* START RECORDS TO PROCESS *

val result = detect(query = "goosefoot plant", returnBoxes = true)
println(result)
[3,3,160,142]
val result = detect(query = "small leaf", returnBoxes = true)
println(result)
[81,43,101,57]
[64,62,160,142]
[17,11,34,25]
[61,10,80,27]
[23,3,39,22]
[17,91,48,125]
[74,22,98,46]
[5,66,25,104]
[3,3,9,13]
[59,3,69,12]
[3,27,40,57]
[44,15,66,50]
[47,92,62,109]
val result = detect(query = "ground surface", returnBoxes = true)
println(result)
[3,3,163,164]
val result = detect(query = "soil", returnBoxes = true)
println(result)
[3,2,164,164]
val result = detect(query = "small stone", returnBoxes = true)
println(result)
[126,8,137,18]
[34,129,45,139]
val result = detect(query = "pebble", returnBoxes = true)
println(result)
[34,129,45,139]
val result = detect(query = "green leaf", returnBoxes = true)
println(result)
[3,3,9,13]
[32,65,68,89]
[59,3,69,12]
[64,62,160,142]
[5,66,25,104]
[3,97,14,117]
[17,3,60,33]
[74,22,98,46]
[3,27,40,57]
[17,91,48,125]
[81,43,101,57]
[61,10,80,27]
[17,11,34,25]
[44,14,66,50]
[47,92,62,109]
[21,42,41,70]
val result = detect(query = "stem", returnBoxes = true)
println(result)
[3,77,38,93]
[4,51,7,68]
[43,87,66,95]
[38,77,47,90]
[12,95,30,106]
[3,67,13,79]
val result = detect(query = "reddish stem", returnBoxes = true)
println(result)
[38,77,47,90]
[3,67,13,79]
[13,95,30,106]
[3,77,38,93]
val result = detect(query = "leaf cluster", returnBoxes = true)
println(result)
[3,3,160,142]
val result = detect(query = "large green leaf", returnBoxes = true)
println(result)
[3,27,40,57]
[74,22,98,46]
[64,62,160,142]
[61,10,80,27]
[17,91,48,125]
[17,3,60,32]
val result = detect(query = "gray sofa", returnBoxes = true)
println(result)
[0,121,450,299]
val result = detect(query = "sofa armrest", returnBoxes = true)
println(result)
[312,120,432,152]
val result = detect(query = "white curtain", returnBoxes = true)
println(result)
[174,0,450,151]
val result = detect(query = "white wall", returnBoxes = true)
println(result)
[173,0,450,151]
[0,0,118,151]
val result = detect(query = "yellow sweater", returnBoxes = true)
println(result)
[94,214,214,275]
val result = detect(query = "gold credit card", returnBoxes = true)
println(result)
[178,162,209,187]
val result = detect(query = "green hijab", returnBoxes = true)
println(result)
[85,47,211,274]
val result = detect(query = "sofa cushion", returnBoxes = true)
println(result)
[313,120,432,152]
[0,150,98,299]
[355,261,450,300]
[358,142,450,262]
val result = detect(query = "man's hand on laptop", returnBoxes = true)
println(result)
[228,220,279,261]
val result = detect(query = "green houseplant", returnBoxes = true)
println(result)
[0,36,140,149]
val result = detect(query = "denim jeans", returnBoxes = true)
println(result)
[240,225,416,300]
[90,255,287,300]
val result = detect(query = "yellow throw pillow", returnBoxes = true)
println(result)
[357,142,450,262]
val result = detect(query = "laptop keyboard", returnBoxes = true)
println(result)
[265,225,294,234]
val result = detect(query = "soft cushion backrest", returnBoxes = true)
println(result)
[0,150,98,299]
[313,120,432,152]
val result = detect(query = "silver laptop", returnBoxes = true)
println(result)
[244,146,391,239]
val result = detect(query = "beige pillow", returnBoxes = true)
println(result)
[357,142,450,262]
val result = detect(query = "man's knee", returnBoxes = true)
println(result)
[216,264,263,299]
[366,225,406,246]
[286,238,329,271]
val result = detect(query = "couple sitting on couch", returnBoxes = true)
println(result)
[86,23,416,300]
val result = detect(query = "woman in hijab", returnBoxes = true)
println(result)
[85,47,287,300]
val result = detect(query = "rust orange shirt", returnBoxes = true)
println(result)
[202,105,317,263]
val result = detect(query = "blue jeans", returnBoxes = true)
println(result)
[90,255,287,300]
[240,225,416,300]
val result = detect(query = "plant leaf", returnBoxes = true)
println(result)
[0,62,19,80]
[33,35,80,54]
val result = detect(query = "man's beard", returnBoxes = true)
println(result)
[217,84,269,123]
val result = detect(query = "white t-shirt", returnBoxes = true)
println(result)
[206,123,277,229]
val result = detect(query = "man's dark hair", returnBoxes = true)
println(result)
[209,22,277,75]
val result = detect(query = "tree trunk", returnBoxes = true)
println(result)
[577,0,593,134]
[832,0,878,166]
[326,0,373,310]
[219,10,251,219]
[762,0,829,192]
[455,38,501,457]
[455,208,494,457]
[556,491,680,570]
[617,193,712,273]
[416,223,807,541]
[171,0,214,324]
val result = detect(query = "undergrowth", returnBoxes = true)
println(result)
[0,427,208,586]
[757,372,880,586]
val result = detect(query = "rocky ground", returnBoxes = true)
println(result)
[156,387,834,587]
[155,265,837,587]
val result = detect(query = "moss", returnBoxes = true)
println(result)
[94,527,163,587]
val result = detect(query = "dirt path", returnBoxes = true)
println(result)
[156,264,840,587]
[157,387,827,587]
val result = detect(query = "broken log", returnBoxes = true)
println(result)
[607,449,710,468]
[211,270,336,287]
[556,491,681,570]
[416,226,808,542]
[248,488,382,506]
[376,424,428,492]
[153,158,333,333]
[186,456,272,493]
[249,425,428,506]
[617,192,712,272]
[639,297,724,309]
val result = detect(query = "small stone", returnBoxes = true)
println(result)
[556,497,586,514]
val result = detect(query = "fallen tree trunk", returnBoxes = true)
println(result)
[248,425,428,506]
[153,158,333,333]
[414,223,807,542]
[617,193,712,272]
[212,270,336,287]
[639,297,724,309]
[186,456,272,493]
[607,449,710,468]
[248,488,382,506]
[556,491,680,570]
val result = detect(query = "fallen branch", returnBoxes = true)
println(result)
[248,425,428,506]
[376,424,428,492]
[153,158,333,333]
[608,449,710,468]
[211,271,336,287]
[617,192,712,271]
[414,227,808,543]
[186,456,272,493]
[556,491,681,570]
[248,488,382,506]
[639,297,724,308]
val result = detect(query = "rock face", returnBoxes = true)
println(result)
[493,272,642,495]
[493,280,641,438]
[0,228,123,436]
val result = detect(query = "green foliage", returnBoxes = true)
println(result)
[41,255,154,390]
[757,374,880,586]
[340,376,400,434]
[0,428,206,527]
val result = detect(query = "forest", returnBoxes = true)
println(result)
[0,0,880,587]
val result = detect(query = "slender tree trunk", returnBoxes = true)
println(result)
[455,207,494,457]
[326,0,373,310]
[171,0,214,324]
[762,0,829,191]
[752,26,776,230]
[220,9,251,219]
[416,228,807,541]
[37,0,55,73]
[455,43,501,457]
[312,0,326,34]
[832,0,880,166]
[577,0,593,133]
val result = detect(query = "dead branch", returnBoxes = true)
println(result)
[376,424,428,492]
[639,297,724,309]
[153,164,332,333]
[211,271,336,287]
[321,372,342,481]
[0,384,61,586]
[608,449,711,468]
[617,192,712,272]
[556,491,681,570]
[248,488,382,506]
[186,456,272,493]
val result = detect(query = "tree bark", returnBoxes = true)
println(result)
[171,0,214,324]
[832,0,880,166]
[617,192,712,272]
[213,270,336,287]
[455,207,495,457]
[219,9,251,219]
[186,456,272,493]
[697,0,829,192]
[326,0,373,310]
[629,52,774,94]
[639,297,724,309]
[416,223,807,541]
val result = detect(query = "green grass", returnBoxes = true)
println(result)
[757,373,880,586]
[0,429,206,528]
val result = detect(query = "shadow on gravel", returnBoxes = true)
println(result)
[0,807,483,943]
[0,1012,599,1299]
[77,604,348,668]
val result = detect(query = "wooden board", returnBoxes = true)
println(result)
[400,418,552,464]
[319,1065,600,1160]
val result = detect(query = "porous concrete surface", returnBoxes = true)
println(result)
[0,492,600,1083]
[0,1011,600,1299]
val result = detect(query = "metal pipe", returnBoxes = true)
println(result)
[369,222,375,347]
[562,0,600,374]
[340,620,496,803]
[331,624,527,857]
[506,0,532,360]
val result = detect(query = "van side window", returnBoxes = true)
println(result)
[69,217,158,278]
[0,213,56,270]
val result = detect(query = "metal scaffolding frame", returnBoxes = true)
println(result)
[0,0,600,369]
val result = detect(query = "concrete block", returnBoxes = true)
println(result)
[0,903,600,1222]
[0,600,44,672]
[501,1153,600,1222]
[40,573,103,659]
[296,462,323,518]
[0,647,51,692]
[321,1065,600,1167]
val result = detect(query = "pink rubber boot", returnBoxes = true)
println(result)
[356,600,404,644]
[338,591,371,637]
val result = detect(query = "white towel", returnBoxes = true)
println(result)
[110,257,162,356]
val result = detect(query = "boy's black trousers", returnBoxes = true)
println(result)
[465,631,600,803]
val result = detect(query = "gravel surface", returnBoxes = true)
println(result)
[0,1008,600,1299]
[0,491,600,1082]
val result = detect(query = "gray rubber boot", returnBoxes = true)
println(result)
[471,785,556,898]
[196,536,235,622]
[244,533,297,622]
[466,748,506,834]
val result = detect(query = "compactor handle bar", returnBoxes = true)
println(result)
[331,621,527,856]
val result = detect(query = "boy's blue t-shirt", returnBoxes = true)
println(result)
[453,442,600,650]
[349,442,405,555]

* END RECORDS TO PROCESS *

GIVEN TASK
Which lines in the records above contain the word "ground" with matching case? Report each such line in full.

WRITTEN ANSWER
val result = detect(query = "ground surface", returnBoxes = true)
val result = detect(query = "rocky ground", returnBoxes = true)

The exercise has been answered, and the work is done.